Look through the data below and, wherever a line carries the word "item", please copy that line.

[[ SUPPLIED MATERIAL open ]]

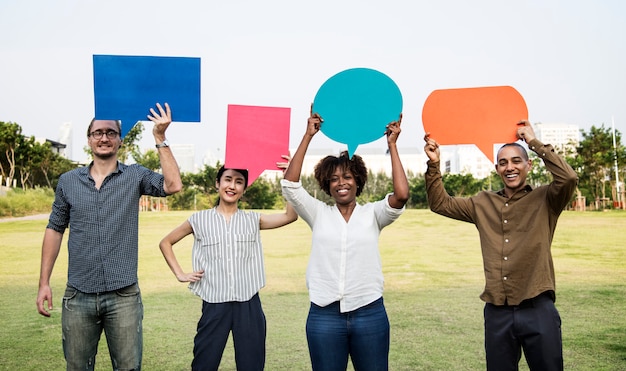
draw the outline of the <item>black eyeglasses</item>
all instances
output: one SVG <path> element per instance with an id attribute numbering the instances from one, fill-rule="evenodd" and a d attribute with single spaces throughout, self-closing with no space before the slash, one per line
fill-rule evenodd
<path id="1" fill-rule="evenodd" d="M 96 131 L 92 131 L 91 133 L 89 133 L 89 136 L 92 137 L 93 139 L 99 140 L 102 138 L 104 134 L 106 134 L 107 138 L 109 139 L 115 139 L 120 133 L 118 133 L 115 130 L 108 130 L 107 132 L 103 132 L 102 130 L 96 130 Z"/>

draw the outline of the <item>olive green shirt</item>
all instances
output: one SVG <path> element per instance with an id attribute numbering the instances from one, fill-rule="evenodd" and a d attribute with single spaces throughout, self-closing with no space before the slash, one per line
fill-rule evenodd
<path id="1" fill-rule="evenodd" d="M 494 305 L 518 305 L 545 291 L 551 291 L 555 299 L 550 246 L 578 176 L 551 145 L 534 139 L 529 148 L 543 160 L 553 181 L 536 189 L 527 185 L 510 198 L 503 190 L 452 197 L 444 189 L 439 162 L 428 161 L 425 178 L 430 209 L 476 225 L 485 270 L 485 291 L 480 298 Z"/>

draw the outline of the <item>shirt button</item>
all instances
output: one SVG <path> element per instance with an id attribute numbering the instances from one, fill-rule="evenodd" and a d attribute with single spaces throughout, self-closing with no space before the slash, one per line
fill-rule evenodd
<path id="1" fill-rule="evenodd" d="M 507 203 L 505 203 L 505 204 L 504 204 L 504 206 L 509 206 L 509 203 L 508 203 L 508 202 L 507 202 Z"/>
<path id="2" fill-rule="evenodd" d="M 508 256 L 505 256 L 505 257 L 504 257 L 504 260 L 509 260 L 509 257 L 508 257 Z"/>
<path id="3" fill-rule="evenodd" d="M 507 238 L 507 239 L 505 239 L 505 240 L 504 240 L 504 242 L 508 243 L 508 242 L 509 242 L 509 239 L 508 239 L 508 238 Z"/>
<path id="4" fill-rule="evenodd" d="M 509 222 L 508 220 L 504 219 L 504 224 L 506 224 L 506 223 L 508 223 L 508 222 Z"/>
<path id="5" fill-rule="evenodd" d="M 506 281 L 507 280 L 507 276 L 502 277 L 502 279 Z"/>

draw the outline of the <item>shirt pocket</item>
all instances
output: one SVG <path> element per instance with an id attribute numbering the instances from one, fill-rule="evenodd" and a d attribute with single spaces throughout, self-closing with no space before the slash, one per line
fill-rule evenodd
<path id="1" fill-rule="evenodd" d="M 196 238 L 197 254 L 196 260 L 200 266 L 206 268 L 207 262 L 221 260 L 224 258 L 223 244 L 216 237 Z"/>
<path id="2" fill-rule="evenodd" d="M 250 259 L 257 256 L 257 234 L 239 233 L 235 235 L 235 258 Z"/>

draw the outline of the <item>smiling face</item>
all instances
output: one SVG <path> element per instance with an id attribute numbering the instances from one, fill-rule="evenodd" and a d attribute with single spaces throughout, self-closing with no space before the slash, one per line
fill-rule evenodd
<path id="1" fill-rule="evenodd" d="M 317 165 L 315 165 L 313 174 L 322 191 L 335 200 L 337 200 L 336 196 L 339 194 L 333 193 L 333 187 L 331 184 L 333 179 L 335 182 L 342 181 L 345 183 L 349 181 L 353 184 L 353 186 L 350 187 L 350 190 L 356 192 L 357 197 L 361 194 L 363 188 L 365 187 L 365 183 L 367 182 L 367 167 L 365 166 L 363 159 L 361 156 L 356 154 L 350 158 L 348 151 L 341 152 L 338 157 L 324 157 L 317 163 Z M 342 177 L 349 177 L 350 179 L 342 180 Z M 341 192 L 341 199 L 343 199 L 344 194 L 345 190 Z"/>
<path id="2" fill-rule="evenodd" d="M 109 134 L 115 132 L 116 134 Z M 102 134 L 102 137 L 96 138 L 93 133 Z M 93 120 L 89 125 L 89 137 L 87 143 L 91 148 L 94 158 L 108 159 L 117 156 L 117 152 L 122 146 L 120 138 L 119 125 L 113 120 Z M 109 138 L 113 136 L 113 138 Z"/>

[[ SUPPLIED MATERIAL closed ]]

» **SOLUTION TO THIS EXERCISE**:
draw the outline of the <item>black eyeglasses</item>
draw the outline of the <item>olive green shirt</item>
draw the outline of the <item>shirt button</item>
draw the outline of the <item>shirt pocket</item>
draw the outline of the <item>smiling face</item>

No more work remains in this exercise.